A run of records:

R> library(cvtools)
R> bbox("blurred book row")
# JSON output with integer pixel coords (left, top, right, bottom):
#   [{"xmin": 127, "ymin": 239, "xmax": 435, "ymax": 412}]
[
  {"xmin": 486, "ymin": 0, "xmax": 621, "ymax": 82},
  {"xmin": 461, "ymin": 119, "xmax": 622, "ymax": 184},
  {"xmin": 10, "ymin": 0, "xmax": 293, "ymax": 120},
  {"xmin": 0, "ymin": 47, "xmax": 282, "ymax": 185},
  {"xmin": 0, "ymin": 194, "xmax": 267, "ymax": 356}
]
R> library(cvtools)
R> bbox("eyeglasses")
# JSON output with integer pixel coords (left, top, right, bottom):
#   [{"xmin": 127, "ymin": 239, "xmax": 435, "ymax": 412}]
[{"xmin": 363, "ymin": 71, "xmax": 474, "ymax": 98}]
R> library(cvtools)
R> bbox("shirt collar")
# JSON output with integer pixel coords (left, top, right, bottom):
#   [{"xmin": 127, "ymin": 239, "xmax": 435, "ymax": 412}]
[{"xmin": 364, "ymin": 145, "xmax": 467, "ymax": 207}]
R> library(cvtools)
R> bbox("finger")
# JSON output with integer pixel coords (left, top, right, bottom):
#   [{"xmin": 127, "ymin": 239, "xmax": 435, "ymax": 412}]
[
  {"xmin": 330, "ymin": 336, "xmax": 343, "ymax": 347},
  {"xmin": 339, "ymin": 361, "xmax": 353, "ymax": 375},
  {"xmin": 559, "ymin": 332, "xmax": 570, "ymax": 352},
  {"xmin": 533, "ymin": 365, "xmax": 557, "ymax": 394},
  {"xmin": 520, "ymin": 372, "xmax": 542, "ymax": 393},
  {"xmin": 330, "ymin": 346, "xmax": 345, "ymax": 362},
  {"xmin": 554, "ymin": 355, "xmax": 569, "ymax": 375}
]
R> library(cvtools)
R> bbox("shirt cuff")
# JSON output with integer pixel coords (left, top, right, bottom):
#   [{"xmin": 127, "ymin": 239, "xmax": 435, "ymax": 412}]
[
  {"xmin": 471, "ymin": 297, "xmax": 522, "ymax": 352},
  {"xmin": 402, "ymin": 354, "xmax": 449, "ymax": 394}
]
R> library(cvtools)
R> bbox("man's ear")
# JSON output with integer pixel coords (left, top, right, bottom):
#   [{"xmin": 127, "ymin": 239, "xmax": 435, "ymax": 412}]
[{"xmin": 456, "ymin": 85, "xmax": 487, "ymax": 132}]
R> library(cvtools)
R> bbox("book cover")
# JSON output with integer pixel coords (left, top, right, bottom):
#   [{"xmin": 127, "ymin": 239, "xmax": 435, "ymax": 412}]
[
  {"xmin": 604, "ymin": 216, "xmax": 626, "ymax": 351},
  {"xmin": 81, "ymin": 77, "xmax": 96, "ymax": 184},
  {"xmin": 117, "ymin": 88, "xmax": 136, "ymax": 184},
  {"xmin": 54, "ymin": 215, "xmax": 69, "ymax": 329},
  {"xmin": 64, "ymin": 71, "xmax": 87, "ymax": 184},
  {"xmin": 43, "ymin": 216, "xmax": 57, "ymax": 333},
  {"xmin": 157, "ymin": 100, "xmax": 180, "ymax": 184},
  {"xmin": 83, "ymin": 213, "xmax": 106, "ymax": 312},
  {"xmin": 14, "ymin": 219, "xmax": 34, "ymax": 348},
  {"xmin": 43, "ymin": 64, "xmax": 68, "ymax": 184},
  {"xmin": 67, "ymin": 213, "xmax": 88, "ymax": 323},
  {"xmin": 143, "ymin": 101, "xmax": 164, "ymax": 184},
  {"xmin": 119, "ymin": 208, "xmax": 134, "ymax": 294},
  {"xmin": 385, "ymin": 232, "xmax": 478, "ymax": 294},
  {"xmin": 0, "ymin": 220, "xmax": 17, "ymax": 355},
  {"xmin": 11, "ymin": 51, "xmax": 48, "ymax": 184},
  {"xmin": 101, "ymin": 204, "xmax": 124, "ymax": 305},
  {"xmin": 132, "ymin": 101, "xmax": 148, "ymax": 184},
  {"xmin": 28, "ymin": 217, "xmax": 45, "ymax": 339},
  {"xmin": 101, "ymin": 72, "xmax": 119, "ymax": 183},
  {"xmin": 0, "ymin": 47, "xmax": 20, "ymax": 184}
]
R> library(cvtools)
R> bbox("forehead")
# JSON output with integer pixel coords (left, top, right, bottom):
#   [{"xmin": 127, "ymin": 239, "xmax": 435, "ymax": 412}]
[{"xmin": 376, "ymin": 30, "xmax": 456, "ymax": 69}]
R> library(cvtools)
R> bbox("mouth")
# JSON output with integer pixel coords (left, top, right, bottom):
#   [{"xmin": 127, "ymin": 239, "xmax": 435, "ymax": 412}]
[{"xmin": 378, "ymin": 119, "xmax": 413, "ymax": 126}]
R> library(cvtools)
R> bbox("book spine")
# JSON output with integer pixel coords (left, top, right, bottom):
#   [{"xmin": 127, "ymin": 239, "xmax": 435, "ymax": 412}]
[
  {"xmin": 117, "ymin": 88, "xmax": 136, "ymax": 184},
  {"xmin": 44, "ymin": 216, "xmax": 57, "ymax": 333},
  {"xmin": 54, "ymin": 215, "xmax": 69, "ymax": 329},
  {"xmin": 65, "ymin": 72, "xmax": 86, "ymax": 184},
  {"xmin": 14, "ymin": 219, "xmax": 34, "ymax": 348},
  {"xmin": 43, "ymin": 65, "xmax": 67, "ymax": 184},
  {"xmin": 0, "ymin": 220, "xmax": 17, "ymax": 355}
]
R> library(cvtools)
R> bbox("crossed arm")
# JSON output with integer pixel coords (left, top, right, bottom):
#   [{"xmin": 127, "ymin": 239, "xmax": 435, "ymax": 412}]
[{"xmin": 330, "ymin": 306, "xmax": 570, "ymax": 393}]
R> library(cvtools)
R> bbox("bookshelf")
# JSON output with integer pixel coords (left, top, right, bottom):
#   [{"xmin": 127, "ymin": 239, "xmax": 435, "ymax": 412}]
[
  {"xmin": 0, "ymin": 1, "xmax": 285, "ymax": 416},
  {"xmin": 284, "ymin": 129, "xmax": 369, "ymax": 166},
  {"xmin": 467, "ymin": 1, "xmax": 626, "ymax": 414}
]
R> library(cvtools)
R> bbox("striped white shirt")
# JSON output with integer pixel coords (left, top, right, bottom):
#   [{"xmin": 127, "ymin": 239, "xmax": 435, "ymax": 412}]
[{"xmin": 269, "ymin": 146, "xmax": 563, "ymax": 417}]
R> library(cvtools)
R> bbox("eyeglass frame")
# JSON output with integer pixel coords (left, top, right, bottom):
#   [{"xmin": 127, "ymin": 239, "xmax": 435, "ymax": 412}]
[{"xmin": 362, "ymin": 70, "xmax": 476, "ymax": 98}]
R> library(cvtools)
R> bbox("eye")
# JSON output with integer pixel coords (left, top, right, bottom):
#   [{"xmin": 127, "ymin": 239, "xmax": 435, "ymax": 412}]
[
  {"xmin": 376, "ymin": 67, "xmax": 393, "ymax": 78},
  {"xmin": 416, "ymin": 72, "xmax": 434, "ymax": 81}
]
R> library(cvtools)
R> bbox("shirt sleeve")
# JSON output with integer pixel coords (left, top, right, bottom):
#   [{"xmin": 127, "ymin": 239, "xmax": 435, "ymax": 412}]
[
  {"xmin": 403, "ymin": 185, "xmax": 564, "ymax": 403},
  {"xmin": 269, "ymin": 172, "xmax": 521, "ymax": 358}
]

REQUIRED TASK> Find every line in the records above that contains the string "shirt" and copy each of those lines.

OUTPUT OF THE TASK>
R> bbox("shirt collar")
R> bbox("shirt cuff")
R> bbox("striped white shirt")
R> bbox("shirt sleeve")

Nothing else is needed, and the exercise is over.